(Recorded data)
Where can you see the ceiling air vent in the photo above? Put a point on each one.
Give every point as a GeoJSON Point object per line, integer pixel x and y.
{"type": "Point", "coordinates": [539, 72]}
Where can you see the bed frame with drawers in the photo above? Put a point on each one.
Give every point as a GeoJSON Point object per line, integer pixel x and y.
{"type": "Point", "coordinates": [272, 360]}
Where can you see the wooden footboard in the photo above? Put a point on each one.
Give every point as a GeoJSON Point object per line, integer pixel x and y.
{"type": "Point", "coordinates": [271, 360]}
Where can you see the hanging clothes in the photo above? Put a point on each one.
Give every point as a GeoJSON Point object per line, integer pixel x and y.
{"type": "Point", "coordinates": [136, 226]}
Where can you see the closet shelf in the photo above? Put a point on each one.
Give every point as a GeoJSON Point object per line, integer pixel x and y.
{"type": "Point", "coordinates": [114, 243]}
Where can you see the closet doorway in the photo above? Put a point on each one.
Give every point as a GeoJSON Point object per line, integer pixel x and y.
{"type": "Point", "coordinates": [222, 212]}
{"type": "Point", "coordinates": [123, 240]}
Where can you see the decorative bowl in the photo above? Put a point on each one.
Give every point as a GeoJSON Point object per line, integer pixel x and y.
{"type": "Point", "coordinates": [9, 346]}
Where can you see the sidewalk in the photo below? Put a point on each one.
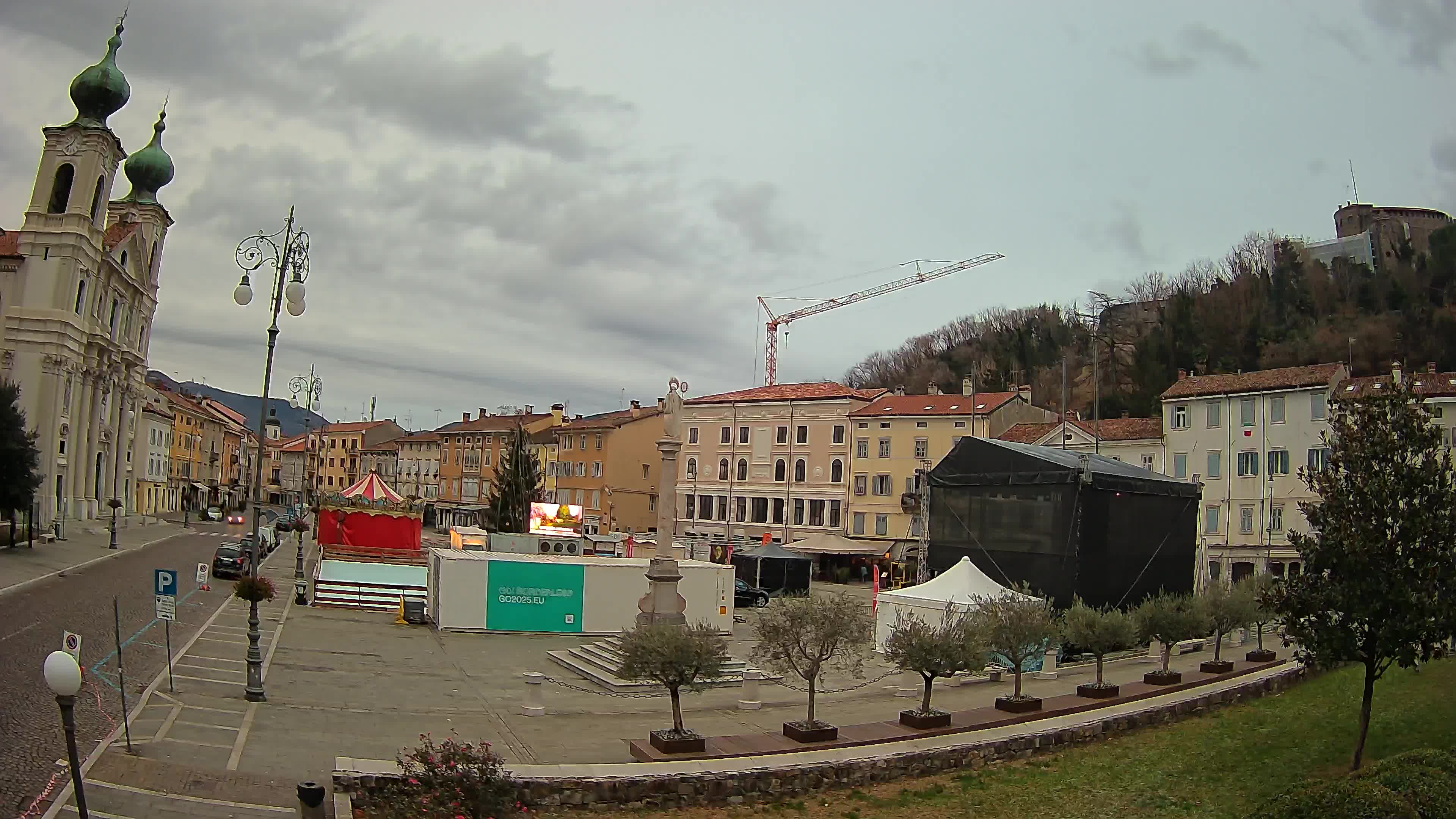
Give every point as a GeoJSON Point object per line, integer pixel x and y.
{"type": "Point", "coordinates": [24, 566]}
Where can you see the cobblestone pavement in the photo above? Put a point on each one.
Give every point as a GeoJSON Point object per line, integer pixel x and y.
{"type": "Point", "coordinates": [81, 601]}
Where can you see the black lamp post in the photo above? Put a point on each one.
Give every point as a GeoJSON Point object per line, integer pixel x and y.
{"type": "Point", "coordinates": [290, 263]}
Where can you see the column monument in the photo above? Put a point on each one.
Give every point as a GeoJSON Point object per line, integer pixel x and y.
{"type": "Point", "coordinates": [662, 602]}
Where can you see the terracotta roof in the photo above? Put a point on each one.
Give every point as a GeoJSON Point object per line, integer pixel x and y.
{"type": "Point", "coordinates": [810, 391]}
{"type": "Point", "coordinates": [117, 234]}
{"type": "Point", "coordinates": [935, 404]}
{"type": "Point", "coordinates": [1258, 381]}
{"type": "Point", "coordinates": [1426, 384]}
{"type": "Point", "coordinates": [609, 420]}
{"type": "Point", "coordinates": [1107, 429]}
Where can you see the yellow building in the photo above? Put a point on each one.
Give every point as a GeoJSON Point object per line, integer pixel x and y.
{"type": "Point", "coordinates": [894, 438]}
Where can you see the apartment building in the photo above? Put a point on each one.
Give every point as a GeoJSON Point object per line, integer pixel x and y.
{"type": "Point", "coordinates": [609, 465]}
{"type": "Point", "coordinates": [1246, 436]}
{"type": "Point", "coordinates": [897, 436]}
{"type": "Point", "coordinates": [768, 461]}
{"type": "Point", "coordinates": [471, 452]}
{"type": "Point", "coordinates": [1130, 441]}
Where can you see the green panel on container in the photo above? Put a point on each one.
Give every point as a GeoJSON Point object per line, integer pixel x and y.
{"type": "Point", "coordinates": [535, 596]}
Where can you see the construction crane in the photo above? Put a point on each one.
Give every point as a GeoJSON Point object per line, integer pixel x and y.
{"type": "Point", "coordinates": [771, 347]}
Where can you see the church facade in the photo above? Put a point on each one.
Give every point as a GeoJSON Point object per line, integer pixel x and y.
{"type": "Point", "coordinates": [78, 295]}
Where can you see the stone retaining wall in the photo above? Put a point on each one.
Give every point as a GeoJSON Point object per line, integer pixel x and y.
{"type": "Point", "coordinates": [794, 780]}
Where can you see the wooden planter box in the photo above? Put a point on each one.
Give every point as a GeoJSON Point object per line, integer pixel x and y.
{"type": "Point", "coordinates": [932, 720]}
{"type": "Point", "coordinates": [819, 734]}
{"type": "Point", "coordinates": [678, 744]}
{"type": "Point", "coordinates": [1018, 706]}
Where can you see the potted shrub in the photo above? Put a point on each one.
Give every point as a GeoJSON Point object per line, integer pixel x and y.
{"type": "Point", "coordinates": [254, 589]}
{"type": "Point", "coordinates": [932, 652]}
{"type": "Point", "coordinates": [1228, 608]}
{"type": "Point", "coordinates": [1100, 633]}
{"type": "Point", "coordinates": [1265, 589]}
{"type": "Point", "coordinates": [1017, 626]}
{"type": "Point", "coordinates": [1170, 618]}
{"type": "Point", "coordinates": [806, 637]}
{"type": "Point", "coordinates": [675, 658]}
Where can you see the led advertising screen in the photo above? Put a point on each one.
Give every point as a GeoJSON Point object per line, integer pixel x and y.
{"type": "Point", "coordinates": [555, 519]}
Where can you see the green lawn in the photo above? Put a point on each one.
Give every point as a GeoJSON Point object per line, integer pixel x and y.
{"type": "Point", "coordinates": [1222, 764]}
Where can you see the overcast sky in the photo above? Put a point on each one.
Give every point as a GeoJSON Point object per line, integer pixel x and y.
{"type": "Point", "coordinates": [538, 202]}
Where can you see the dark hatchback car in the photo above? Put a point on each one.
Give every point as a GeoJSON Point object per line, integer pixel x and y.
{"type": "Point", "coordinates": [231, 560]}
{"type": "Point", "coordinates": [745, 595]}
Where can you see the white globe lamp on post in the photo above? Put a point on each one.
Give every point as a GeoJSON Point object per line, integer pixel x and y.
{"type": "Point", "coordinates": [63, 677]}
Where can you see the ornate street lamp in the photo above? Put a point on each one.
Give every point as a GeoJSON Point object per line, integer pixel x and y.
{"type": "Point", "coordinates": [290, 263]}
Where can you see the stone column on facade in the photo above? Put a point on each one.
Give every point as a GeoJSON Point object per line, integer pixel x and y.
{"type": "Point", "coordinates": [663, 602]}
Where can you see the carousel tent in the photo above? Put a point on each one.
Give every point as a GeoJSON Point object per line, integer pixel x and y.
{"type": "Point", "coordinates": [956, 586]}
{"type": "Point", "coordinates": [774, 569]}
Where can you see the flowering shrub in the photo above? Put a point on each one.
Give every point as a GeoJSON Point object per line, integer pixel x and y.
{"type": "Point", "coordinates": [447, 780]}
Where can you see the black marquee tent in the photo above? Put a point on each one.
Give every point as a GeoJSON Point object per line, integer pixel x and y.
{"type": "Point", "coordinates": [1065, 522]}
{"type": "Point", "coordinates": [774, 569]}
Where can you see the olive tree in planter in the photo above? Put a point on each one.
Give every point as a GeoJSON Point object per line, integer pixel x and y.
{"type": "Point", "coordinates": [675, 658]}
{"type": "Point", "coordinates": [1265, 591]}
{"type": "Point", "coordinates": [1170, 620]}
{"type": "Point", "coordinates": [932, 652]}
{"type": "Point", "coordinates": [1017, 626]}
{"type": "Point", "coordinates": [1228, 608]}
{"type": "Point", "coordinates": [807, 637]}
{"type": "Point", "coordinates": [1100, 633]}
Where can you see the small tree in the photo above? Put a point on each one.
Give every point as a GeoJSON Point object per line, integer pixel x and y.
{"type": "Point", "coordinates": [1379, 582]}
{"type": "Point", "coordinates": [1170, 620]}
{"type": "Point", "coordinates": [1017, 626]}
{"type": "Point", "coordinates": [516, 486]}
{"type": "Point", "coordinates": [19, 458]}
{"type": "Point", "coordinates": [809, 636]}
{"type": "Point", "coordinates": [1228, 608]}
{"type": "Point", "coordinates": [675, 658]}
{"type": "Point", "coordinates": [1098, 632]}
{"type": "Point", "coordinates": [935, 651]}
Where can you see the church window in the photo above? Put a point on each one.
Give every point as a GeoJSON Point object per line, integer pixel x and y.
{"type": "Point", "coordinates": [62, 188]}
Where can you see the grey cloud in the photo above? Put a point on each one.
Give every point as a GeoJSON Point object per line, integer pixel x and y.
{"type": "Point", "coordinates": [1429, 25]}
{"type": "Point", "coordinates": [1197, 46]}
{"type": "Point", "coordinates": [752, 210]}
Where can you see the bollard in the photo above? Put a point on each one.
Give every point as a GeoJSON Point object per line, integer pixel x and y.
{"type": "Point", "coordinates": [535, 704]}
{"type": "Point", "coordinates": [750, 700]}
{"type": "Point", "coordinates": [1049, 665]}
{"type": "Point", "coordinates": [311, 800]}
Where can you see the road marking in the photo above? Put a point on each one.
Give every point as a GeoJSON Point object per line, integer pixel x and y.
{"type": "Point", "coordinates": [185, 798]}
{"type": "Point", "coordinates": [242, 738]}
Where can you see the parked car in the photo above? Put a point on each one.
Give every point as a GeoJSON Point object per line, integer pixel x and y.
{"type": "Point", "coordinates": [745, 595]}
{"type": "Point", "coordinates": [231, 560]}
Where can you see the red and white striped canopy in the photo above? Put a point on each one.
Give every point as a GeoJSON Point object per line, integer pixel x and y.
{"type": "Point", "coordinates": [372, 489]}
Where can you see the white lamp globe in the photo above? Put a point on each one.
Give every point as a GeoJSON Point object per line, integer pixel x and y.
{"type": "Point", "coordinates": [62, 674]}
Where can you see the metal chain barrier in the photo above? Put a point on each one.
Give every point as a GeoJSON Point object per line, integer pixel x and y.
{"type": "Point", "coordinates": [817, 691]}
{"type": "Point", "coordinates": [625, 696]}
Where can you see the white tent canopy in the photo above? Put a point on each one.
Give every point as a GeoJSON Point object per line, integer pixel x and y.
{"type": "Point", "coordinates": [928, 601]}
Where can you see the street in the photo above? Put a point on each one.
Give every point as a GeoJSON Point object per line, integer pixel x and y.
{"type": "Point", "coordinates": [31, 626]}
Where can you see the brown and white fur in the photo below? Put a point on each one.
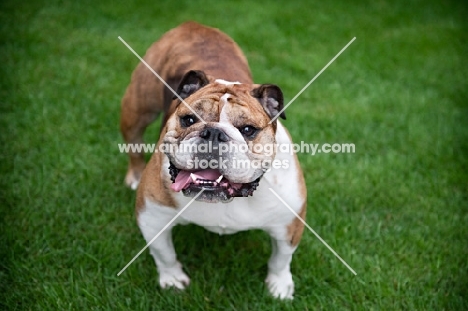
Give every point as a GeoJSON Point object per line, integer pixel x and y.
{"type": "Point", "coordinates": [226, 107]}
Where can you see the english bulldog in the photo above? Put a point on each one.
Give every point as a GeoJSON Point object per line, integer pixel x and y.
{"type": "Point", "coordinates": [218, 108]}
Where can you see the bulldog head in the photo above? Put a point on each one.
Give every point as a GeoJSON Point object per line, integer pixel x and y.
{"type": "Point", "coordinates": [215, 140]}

Work to do
Give every line from the one holding "Where can you see the brown" through the end of the rows, both included, as a JSON list of strings with one string per line. Skip blank lines and leave the pictures out.

Reply to the exercise
[
  "Where can you see the brown and white fur in the photo below? Put a point on each one.",
  "Give every point as a GeoJSON Point object per line, integer pixel x and y.",
  "{\"type\": \"Point\", \"coordinates\": [226, 107]}",
  "Where can you see the english bulldog in the photo above? Put a point on each one.",
  "Give every point as a GeoJSON Point object per line, integer pixel x and y.",
  "{\"type\": \"Point\", \"coordinates\": [218, 108]}",
  "Where can you see the bulldog head in the photo above? Put a point on each one.",
  "Give every point as a GeoJSON Point object per line, integer pixel x and y.",
  "{\"type\": \"Point\", \"coordinates\": [215, 140]}"
]